SELECTED EXTRACT:
·····

Similarly, odd delayed traces 910 are interleaved with even traces
for source S2, and then the result is subtracted from the initial
traces 600 to obtain odd and even delayed traces 914 for the first
source. These traces 912 and 914 are time-aligned to form traces
916 for source S2 and traces 918 for source S1, after which they
are combined to form de-blended traces for sources S1 and S2.
[0058] The process described in FIGS. 6 and 7 is summarized in the
flowchart of FIG. 10. According to FIG. 10, a method for
de-blending seismic data associated with a subsurface of the earth
includes a step 1000 of receiving initial seismic traces recorded
by plural sources; a step 1002 of de-blending, in a processor, the
initial seismic traces to generate de-blended seismic traces; and a
step 1004 of generating an image of the subsurface based on the
de-blended seismic traces. The plural seismic sources are shot with
a given pattern so that each source is shot first and the
remainders of the sources are shot with a constant time delay
relative to the first shot source.
[0059] The process described in FIGS. 8 and 9 is summarized in the
flowchart of FIG. 11. According to FIG. 11, there is a method that
includes a step 1100 of separating the estimated de-blended traces
into first source odd traces and second source even traces; a step
1102 of interpolating the first source odd traces to obtain
interpolated first source even traces; a step 1104 of time-delaying
the interpolated first source even traces with the constant time
delay to obtain time-delayed, interpolated first source even
traces; a step 1106 of subtracting from the initial seismic traces
the first source odd traces and the time-delayed, interpolated
first source even traces to obtain de-blended second source even
traces and de-blended, time-delayed odd traces; a step 1108 of
time-aligning the de-blended, time-delayed odd traces to obtain
de-blended second source odd and even traces; a step 1110 of
interpolating the second source even traces to obtain interpolated
second source odd traces; a step 1112 of time-delaying the
interpolated second source odd traces with the constant delay time
to obtain time-delayed, interpolated second source odd traces; a
step 1114 of subtracting from the initial seismic traces the second
source even traces and the time-delayed, interpolated second source
odd traces to obtain de-blended first source odd traces and
de-blended, time-delayed first source even traces; a step 1116 of
time-aligning the de-blended, time-delayed first source even traces
to obtain de-blended even and odd first source traces; and a step
1118 of combining de-blended even and odd first source traces with
the de-blended even and odd second source traces to obtain the
de-blended seismic traces.
[0060] The above-discussed embodiments were exemplified, for
simplicity, for a case in which only two sources have been fired
simultaneously, with a constant time delay. However, those skilled
in the art would recognize that these embodiments may be adapted to
fire more than two sources. For example, consider that a seismic
survey employs N sources, when N is a natural number, i.e., a
positive integer number. The sources are fired in a given pattern
according to a shooting sequence. The shooting sequence includes
plural members that are repeated in time. For example, the first
member has source S1 shot first followed, after the constant time
delay, by simultaneously shooting sources S2 to SN. The second
member has source S2 shot first followed, after the constant time
delay, by simultaneously shooting sources S3 to SN and S1. The last
member in this sequence has source SN shot first followed, after
the constant time delay, by simultaneously shooting sources S1 to
S(N-1). After this, the sequence may be repeated as many times as
necessary.

·····

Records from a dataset
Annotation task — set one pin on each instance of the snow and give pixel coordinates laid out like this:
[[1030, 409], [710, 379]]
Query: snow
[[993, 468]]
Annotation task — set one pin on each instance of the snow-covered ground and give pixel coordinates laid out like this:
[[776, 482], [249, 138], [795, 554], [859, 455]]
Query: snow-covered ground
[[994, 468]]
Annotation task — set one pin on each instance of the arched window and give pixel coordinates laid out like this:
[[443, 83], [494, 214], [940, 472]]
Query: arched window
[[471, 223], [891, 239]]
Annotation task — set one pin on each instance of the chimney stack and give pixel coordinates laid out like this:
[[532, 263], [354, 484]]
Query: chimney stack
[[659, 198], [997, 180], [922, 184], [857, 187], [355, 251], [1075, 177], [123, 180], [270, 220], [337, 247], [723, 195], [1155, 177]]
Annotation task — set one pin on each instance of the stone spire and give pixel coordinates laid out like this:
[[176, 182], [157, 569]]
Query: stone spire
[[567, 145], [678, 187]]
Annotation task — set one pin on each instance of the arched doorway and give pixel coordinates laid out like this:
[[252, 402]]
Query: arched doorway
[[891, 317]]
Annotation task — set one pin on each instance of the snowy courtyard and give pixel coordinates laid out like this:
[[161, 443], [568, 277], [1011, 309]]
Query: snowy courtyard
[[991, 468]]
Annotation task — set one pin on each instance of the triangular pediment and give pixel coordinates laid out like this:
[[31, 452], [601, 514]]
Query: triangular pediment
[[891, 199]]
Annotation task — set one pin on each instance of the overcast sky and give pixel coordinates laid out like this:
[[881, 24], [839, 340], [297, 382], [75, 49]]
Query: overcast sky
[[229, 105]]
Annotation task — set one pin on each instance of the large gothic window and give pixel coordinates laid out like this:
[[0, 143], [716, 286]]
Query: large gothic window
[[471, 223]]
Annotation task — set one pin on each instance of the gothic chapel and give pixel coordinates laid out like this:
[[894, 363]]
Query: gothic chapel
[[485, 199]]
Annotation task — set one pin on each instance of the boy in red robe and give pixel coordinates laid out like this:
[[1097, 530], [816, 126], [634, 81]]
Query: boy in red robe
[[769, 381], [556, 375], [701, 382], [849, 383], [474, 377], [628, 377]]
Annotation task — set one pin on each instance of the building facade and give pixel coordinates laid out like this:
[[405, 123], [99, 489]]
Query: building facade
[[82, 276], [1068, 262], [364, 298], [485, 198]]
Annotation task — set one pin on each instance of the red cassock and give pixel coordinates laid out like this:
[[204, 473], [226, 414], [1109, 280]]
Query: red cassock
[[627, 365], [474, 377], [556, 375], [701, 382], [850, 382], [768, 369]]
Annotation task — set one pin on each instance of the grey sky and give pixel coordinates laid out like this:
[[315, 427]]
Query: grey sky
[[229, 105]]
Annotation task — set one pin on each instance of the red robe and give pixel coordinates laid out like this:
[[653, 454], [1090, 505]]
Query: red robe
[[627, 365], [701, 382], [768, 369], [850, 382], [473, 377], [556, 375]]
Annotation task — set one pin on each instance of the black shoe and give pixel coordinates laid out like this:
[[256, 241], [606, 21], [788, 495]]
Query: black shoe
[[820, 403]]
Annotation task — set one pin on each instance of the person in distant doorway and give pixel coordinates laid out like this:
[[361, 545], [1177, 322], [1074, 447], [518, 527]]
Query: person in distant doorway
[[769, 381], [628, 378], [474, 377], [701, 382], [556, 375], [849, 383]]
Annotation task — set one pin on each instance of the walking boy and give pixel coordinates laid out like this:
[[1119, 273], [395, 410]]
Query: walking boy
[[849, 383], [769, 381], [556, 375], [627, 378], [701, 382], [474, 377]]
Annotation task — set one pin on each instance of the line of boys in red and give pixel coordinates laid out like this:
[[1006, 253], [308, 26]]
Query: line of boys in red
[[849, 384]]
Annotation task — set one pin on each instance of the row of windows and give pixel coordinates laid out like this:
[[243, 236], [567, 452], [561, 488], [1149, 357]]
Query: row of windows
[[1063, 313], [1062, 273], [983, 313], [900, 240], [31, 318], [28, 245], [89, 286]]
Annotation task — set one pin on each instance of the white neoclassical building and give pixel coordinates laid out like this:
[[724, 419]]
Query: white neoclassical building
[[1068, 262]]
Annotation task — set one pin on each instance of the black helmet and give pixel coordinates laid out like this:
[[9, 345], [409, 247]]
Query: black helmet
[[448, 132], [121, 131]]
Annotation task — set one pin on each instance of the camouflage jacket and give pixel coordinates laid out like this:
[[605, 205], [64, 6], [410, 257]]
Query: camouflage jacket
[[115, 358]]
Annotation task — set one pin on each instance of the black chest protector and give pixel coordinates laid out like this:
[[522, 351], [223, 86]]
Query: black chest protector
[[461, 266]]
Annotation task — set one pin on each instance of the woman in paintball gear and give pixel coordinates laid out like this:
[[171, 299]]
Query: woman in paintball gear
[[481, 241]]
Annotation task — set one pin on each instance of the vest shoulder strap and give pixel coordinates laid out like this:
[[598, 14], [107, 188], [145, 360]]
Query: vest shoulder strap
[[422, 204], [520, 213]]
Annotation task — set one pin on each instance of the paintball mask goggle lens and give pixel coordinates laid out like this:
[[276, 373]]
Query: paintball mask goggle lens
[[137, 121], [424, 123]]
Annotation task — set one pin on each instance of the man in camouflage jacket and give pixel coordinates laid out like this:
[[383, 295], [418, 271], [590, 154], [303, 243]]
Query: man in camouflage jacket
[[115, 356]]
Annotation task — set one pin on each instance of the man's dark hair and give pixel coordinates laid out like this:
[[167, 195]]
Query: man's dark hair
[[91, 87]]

·····

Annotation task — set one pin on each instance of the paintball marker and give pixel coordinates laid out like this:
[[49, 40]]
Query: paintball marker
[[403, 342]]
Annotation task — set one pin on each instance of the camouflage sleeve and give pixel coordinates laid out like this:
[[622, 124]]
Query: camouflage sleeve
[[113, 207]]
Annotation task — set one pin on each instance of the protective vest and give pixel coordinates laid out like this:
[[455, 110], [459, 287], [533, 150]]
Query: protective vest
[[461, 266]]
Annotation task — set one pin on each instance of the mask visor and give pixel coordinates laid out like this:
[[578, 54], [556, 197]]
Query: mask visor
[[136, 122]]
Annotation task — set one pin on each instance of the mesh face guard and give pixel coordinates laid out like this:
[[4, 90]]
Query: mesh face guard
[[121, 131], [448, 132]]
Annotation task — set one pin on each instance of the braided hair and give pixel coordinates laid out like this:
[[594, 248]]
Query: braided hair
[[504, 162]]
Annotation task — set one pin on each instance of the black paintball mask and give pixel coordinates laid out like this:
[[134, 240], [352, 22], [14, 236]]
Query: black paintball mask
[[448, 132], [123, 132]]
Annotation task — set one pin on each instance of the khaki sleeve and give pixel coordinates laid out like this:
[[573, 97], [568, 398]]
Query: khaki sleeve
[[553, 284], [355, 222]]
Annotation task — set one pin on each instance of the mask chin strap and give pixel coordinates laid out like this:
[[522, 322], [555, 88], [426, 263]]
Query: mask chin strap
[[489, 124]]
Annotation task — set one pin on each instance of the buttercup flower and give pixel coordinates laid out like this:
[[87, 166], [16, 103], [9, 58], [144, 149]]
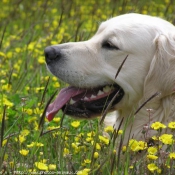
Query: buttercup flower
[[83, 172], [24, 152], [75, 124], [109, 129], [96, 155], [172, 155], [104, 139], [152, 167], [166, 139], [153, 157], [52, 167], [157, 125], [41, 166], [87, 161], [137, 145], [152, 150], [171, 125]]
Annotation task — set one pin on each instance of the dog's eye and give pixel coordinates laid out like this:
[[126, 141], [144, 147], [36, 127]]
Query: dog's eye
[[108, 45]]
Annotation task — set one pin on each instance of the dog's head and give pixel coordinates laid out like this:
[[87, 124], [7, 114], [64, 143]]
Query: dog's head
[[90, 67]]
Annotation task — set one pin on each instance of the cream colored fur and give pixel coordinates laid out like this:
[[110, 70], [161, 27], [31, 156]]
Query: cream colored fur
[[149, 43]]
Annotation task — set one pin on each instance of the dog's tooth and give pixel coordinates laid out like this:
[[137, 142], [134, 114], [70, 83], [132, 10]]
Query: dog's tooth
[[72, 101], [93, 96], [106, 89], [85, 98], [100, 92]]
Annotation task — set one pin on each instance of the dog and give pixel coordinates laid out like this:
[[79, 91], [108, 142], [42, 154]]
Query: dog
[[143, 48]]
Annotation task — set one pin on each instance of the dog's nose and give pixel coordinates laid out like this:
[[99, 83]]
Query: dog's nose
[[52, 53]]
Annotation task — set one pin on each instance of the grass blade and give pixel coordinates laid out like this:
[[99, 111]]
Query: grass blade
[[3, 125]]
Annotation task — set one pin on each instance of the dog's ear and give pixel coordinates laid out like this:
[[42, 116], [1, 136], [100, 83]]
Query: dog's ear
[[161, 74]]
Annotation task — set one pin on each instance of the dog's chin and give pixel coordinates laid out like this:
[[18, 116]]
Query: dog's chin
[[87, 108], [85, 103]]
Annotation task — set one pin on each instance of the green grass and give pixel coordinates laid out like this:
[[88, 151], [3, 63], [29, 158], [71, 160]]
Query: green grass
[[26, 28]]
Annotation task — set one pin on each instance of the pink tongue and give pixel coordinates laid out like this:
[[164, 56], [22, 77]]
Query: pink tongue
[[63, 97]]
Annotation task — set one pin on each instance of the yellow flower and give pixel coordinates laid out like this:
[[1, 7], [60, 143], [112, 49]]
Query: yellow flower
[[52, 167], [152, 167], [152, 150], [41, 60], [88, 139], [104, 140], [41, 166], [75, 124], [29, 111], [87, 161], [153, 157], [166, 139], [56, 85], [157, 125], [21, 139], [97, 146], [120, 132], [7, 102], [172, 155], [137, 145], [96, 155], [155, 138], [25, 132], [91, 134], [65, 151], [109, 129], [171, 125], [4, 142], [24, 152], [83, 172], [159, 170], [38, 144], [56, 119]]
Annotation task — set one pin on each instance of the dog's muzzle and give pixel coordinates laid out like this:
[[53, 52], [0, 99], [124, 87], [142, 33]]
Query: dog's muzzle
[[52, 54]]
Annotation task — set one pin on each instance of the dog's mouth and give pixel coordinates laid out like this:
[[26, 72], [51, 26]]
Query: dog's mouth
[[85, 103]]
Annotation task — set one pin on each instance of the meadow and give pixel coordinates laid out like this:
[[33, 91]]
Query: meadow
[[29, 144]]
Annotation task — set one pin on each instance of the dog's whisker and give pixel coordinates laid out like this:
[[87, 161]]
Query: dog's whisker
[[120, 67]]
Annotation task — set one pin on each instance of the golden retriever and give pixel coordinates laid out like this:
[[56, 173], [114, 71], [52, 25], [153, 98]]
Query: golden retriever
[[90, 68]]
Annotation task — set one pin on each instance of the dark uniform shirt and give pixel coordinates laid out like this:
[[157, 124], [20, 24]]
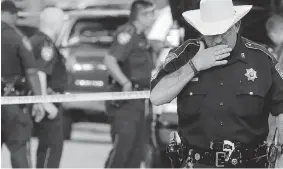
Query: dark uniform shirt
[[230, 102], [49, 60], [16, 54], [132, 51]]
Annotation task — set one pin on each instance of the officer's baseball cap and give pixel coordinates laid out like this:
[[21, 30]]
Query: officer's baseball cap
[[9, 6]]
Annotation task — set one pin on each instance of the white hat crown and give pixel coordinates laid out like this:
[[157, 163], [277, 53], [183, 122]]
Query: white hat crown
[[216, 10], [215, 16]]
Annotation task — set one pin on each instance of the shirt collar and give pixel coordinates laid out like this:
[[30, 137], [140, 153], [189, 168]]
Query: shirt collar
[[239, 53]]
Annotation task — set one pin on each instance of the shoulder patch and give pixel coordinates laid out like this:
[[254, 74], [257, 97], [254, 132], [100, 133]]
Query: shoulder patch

·····

STATED TASK: Please state what step 1004 does in the method shown in FIG. 10 of the seismic de-blending excerpt.

EXERCISE RESPONSE: It generates an image of the subsurface based on the de-blended seismic traces.